[Supplied material Boundary: Start]
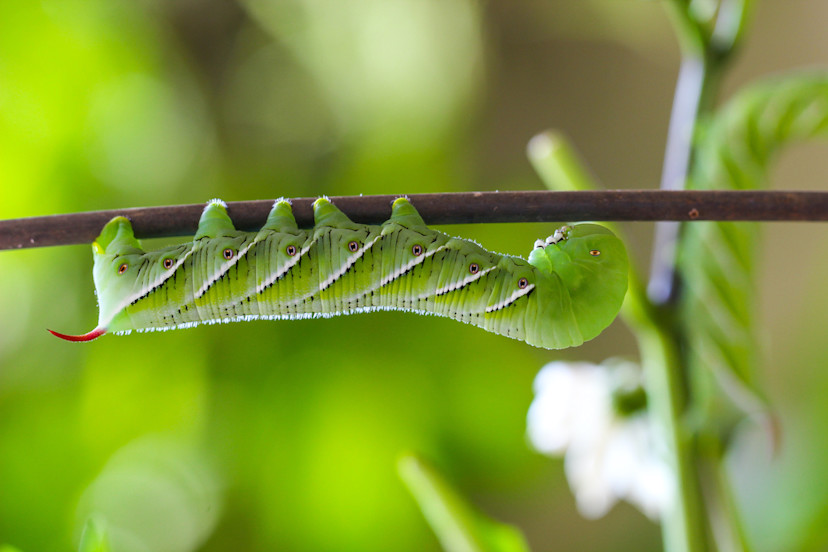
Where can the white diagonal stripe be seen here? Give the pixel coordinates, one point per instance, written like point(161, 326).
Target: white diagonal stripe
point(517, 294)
[Supplied material Boundary: End]
[Supplied material Boundary: Start]
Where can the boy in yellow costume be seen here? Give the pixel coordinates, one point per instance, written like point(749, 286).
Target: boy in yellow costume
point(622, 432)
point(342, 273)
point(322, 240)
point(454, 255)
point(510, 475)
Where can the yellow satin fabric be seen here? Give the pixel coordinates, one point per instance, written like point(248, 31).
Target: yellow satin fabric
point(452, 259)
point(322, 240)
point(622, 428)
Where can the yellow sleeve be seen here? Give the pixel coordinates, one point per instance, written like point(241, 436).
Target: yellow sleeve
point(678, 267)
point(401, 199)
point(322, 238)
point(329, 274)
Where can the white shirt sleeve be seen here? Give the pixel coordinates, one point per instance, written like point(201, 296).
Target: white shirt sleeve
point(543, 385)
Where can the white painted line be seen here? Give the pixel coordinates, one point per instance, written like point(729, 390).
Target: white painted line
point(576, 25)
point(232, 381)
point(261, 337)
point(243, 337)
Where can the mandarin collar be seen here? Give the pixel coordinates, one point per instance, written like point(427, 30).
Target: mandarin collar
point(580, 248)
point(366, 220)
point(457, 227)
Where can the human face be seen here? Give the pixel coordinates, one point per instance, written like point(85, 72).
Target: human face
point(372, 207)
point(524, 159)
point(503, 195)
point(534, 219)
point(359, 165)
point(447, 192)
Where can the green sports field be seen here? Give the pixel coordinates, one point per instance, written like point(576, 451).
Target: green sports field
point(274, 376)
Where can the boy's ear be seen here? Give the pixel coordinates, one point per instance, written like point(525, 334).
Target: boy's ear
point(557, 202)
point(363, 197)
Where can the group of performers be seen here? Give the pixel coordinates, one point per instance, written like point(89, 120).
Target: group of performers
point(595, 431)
[Supplied material Boundary: End]
* Task: Your reply must be one number, namely how many lines of the material above contain the string "Where".

* Result: 11